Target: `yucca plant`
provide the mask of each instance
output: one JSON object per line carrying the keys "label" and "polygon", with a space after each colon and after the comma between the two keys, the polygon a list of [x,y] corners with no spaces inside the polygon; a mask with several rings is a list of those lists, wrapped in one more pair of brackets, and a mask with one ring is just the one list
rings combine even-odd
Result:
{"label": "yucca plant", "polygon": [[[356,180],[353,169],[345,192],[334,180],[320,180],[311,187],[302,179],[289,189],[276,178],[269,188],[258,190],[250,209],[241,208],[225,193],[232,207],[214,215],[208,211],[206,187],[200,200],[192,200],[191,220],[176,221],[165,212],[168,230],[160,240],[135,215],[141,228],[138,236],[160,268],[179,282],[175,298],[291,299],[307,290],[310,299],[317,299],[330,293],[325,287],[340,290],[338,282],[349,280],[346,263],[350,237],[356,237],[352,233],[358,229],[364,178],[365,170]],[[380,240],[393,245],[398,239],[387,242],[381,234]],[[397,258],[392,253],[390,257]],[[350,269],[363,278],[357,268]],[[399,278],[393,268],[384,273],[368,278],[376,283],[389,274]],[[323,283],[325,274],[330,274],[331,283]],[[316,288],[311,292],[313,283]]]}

* **Exercise requirements**
Copy out each line above that contains the word "label".

* **Solution to this problem**
output: one JSON object per line carrying the keys "label" and "polygon", with a space after each colon and after the comma between the two keys, the polygon a list of [x,y] corners with no spaces inside the polygon; a mask with several rings is a list of those lists, wrapped in one more pair of brackets, and a mask with one ring is just the one list
{"label": "yucca plant", "polygon": [[[356,180],[353,169],[345,192],[334,180],[320,180],[311,187],[302,179],[289,189],[276,178],[269,188],[258,190],[250,209],[241,208],[225,193],[232,207],[214,215],[208,211],[206,187],[200,200],[192,200],[191,220],[176,221],[165,212],[168,230],[160,240],[135,215],[141,228],[138,236],[160,268],[179,282],[175,298],[291,299],[307,290],[310,299],[317,299],[330,293],[325,287],[340,290],[338,282],[349,280],[346,263],[350,237],[356,237],[352,233],[358,229],[364,178],[365,170]],[[380,240],[393,245],[398,239],[387,242],[381,234]],[[397,258],[392,253],[390,257]],[[350,269],[363,278],[357,268]],[[399,278],[393,268],[384,273],[368,278],[376,283],[389,274]],[[323,283],[325,274],[330,274],[331,283]],[[316,288],[311,292],[313,283]]]}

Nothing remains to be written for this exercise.